■ **Exercise**
Would you please restate the data exactly as it stands, apart from the pictures?

■ **Stored records**
::::::

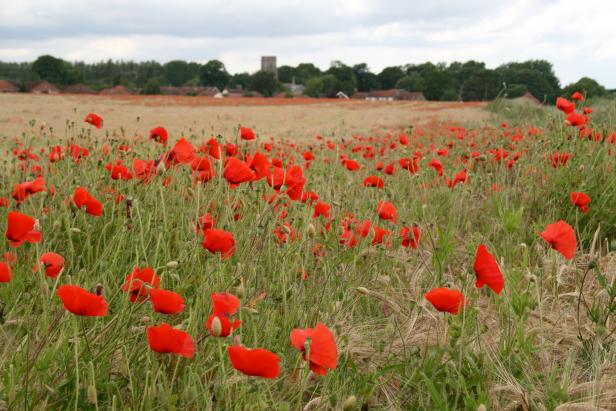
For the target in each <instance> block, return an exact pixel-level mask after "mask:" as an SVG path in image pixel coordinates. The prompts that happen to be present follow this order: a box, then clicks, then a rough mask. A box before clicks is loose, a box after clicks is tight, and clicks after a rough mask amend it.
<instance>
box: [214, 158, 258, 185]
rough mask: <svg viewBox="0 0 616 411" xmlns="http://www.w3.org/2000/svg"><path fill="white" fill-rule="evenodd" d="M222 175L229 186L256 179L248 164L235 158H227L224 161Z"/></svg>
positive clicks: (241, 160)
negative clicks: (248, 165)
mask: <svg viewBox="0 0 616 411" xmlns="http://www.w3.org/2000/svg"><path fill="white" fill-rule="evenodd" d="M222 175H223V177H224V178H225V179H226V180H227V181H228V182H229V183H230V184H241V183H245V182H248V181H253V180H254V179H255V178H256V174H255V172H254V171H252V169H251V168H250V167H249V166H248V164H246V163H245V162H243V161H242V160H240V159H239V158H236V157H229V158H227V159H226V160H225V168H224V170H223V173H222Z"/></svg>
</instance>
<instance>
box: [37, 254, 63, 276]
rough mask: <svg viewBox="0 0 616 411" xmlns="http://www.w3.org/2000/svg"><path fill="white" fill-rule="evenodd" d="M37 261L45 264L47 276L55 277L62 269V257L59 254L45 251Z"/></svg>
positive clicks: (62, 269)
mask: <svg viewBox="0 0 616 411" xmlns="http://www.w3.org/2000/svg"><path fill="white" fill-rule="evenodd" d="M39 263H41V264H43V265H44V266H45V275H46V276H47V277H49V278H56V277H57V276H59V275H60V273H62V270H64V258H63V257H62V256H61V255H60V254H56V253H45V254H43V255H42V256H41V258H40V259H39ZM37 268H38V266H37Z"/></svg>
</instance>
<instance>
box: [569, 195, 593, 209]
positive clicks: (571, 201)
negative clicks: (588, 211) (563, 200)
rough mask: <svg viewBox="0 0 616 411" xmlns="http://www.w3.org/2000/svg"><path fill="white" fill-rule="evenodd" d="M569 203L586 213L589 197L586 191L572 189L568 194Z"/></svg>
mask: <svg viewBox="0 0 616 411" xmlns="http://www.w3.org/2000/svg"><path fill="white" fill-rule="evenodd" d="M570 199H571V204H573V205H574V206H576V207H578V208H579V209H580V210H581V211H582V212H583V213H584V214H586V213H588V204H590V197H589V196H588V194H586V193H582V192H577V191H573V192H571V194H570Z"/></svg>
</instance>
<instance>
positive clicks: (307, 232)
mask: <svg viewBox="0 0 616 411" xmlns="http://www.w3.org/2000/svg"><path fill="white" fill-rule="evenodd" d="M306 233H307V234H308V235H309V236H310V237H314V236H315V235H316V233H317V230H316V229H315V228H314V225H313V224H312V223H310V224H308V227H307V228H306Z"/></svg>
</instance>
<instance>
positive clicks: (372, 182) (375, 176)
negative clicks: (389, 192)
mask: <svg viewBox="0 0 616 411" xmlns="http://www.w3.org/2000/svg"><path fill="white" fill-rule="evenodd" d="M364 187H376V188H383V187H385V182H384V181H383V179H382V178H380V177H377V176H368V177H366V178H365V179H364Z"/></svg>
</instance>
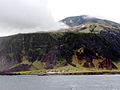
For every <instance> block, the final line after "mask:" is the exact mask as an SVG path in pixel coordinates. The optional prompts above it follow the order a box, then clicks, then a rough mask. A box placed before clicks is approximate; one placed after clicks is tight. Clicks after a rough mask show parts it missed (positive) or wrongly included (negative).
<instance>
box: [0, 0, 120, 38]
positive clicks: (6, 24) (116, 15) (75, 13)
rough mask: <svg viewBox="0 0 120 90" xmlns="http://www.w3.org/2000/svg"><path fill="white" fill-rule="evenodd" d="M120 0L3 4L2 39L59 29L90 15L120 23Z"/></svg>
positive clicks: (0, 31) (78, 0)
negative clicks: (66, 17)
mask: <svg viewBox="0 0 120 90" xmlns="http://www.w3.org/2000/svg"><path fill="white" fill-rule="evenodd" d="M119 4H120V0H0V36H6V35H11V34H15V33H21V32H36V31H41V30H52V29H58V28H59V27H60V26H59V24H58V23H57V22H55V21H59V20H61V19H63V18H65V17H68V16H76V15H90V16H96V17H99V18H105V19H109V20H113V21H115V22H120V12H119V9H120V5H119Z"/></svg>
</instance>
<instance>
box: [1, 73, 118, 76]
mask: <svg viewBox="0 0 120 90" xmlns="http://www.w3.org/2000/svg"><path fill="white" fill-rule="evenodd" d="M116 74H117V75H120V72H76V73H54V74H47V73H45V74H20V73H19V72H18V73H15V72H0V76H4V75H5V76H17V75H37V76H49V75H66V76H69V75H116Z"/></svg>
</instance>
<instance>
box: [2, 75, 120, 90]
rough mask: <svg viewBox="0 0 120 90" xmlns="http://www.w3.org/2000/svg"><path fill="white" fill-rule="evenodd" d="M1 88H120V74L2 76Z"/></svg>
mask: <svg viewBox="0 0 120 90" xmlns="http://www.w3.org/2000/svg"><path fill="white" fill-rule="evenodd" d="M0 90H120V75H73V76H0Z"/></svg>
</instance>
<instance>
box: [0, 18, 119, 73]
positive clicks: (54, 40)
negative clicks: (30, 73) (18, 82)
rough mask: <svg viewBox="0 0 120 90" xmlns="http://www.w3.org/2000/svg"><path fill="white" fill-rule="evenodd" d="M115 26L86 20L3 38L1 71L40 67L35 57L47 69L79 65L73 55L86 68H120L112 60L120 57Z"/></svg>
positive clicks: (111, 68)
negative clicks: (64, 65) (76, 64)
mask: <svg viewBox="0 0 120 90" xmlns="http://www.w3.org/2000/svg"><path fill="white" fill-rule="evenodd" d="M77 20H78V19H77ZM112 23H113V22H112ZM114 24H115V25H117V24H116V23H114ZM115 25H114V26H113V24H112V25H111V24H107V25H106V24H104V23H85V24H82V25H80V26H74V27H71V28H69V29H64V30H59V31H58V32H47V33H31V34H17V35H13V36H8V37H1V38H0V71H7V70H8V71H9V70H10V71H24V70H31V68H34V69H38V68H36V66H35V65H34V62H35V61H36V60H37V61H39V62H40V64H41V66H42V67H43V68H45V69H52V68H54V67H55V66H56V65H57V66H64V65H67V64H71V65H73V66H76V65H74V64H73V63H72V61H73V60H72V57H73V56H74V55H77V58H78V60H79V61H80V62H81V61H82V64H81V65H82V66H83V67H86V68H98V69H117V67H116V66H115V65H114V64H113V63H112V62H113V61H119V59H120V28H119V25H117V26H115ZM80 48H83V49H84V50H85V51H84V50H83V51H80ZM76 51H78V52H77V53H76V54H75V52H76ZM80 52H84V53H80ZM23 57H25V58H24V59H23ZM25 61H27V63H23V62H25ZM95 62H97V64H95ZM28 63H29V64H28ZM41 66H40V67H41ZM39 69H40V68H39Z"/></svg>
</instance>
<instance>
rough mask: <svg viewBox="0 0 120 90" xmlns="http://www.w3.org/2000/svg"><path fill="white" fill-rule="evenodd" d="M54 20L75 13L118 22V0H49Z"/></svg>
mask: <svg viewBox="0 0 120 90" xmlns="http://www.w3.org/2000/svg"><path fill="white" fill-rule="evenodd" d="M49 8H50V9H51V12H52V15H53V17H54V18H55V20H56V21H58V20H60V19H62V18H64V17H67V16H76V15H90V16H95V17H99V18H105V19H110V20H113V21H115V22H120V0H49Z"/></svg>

::::::

■ **Response to the exercise**
For the target in each <instance> block, return an exact pixel-level mask after "mask:" as an SVG path in image pixel coordinates. The prompts that happen to be present follow this order: a box, then clicks, then a rough mask. A box before clicks is loose, a box after clicks is tight, and clicks after a rough mask amend it.
<instance>
box: [214, 158, 258, 185]
rough mask: <svg viewBox="0 0 616 411" xmlns="http://www.w3.org/2000/svg"><path fill="white" fill-rule="evenodd" d="M222 175L229 186L256 179L248 164L235 158H227L224 161Z"/></svg>
positive clicks: (241, 160)
negative clicks: (248, 165)
mask: <svg viewBox="0 0 616 411" xmlns="http://www.w3.org/2000/svg"><path fill="white" fill-rule="evenodd" d="M222 175H223V177H224V178H225V179H226V180H227V181H228V182H229V183H230V184H241V183H245V182H248V181H253V180H254V179H255V178H256V174H255V172H254V171H252V169H251V168H250V167H249V166H248V164H246V163H245V162H243V161H242V160H240V159H239V158H236V157H229V158H227V159H226V160H225V168H224V170H223V173H222Z"/></svg>
</instance>
<instance>
box: [37, 254, 63, 276]
rough mask: <svg viewBox="0 0 616 411" xmlns="http://www.w3.org/2000/svg"><path fill="white" fill-rule="evenodd" d="M37 261L45 264L47 276L55 277L62 269V257L59 254L45 251Z"/></svg>
positive clicks: (62, 269)
mask: <svg viewBox="0 0 616 411" xmlns="http://www.w3.org/2000/svg"><path fill="white" fill-rule="evenodd" d="M39 263H41V264H43V265H44V266H45V275H46V276H47V277H49V278H56V277H57V276H59V275H60V273H62V270H64V258H63V257H62V256H61V255H60V254H56V253H45V254H43V255H42V256H41V258H40V259H39ZM37 268H38V266H37Z"/></svg>
</instance>
<instance>
box: [569, 195, 593, 209]
positive clicks: (571, 201)
negative clicks: (588, 211) (563, 200)
rough mask: <svg viewBox="0 0 616 411" xmlns="http://www.w3.org/2000/svg"><path fill="white" fill-rule="evenodd" d="M569 203L586 213L589 197L586 191L572 189L568 194Z"/></svg>
mask: <svg viewBox="0 0 616 411" xmlns="http://www.w3.org/2000/svg"><path fill="white" fill-rule="evenodd" d="M570 199H571V204H573V205H574V206H576V207H578V208H579V209H580V210H581V211H582V212H583V213H584V214H586V213H588V204H590V197H589V196H588V194H586V193H582V192H577V191H573V192H571V194H570Z"/></svg>
</instance>
<instance>
positive clicks: (307, 232)
mask: <svg viewBox="0 0 616 411" xmlns="http://www.w3.org/2000/svg"><path fill="white" fill-rule="evenodd" d="M306 233H307V234H308V235H309V236H310V237H314V236H315V235H316V233H317V230H316V229H315V228H314V225H313V224H312V223H310V224H308V227H307V228H306Z"/></svg>
</instance>
<instance>
positive clicks: (372, 182) (375, 176)
negative clicks: (389, 192)
mask: <svg viewBox="0 0 616 411" xmlns="http://www.w3.org/2000/svg"><path fill="white" fill-rule="evenodd" d="M364 187H376V188H383V187H385V182H384V181H383V179H382V178H380V177H377V176H368V177H366V178H365V179H364Z"/></svg>
</instance>
For every <instance> block, the final line after "mask:" is the exact mask as an SVG path in pixel coordinates. The optional prompts above it follow the order a box, then clicks, then a rough mask. A box placed before clicks is approximate; one placed after clicks is tight. Clicks after a rough mask show parts it missed (positive) or wrongly included (negative).
<instance>
box: [0, 0, 120, 38]
positive clicks: (6, 24) (116, 15) (75, 13)
rough mask: <svg viewBox="0 0 120 90" xmlns="http://www.w3.org/2000/svg"><path fill="white" fill-rule="evenodd" d="M120 0L3 4L2 39L59 29L90 15L120 23Z"/></svg>
positive clicks: (0, 31) (78, 0)
negative clicks: (66, 17)
mask: <svg viewBox="0 0 120 90" xmlns="http://www.w3.org/2000/svg"><path fill="white" fill-rule="evenodd" d="M119 4H120V0H0V36H6V35H11V34H15V33H21V32H36V31H41V30H52V29H58V28H59V27H60V26H59V24H58V23H57V22H55V21H59V20H61V19H63V18H65V17H68V16H76V15H90V16H96V17H99V18H105V19H109V20H113V21H115V22H120V12H119V9H120V5H119Z"/></svg>
</instance>
<instance>
box: [1, 73, 118, 76]
mask: <svg viewBox="0 0 120 90" xmlns="http://www.w3.org/2000/svg"><path fill="white" fill-rule="evenodd" d="M116 74H117V75H120V72H76V73H54V74H47V73H45V74H20V73H19V72H18V73H15V72H0V76H4V75H5V76H17V75H37V76H49V75H66V76H69V75H116Z"/></svg>
</instance>
<instance>
box: [2, 75, 120, 90]
rough mask: <svg viewBox="0 0 120 90" xmlns="http://www.w3.org/2000/svg"><path fill="white" fill-rule="evenodd" d="M1 88H120V74L2 76Z"/></svg>
mask: <svg viewBox="0 0 120 90" xmlns="http://www.w3.org/2000/svg"><path fill="white" fill-rule="evenodd" d="M0 90H120V75H73V76H0Z"/></svg>
</instance>
<instance>
box: [0, 18, 119, 73]
positive clicks: (54, 40)
negative clicks: (30, 73) (18, 82)
rough mask: <svg viewBox="0 0 120 90" xmlns="http://www.w3.org/2000/svg"><path fill="white" fill-rule="evenodd" d="M115 26L86 20L3 38L1 71L40 67L35 57L47 69L79 65L73 55L86 68H120L112 60L120 57Z"/></svg>
positive clicks: (111, 68)
negative clicks: (64, 65) (76, 64)
mask: <svg viewBox="0 0 120 90" xmlns="http://www.w3.org/2000/svg"><path fill="white" fill-rule="evenodd" d="M77 20H78V19H77ZM112 23H113V22H112ZM114 24H115V25H117V24H116V23H114ZM115 25H114V26H113V24H112V25H111V24H107V25H106V24H104V23H85V24H82V25H80V26H74V27H71V28H69V29H64V30H59V31H58V32H47V33H31V34H17V35H13V36H8V37H1V38H0V71H7V70H8V71H9V70H10V71H24V70H31V68H34V69H38V68H36V66H35V65H34V62H35V61H36V60H37V61H39V62H40V64H41V66H42V67H43V68H45V69H52V68H54V67H55V66H56V65H57V66H64V65H67V64H71V65H73V66H76V65H74V64H73V63H72V61H73V60H72V57H73V56H74V55H77V58H78V60H79V61H80V62H81V61H82V64H81V65H82V66H83V67H86V68H98V69H117V67H116V66H115V65H114V64H113V63H112V62H113V61H119V59H120V28H119V25H117V26H115ZM80 48H83V49H84V50H85V51H84V50H83V51H80ZM76 51H78V52H77V53H76V54H75V52H76ZM80 52H84V53H80ZM23 57H25V58H24V59H23ZM25 61H27V63H23V62H25ZM95 62H97V64H95ZM28 63H29V64H28ZM41 66H40V67H41ZM39 69H40V68H39Z"/></svg>
</instance>
<instance>
rough mask: <svg viewBox="0 0 120 90" xmlns="http://www.w3.org/2000/svg"><path fill="white" fill-rule="evenodd" d="M54 20L75 13L118 22V0H49Z"/></svg>
mask: <svg viewBox="0 0 120 90" xmlns="http://www.w3.org/2000/svg"><path fill="white" fill-rule="evenodd" d="M49 8H50V9H51V12H52V15H53V17H54V18H55V20H56V21H58V20H60V19H62V18H64V17H67V16H76V15H90V16H95V17H99V18H105V19H110V20H113V21H115V22H120V0H49Z"/></svg>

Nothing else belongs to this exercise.